[WORK TO DO]: Can you reproduce the records from the line with "For the benchmark, mark every instance of the dark" through the end of the records, requests included, with every coordinate moved by adding 65 to each of its numbers?

/---

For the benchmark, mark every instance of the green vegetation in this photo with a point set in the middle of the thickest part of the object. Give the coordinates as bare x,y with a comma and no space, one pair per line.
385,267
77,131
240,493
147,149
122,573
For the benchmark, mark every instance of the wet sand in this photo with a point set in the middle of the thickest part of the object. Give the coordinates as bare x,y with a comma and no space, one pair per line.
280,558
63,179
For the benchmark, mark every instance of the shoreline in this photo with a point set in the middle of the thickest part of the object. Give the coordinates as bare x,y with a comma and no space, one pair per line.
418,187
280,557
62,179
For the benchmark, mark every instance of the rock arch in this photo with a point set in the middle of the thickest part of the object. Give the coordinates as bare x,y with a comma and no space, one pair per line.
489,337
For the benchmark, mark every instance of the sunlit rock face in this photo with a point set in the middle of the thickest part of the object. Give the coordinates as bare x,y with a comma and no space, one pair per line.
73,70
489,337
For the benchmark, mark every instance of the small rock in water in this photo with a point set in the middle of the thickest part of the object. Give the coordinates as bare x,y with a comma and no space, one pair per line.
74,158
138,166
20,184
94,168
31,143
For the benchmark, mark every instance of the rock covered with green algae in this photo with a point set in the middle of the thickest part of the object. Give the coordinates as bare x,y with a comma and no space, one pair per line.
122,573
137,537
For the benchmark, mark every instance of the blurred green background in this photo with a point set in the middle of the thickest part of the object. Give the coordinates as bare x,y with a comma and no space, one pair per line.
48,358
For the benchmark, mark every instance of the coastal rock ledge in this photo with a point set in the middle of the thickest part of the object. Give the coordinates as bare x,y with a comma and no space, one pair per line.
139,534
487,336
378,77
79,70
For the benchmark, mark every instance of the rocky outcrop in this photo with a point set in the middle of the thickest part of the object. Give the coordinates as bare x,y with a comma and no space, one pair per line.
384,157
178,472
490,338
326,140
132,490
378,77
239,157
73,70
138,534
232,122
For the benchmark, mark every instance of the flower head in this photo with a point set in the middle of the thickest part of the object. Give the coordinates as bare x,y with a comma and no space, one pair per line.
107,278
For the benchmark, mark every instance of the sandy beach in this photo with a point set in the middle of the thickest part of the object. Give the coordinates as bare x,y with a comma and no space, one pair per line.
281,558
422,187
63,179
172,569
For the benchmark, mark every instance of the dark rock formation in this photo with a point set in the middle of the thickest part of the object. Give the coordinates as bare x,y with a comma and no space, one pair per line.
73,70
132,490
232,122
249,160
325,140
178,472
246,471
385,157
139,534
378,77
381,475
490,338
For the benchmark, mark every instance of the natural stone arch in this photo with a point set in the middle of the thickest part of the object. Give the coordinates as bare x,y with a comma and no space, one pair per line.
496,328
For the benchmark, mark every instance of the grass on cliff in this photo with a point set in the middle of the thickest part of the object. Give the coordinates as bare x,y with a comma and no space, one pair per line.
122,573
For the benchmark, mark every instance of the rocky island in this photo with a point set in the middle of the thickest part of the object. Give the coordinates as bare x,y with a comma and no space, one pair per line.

\---

[SOLUTION BELOW]:
For the benchmark, mark every instance of the dark rock formation in this photo with a point set in the middle of the thickest part of the object. Give the coordinates as bare x,y with a comma and no space, one pair per line.
138,135
197,555
297,187
314,225
390,205
243,537
311,536
450,222
204,599
443,142
446,540
555,403
For the benchmark, mark every instance of the natural stone arch in this photo with a point set in the middle of the thickest part of the object. Give the coordinates as bare x,y with a comma and no space, one pair per line.
561,393
For the benchmark, mark every instance of the grass on cliff in this photo with a point set in the middle of the thickest part of the object. Give the coordinates as bare x,y with a comma and no space, one pair per line.
187,638
For the benchmark, mark every instance of the rocky island in this photo with a point set in the middle of the thickest part of the object. Give the coordinates as bare x,y with a comma and no space, one pair per line.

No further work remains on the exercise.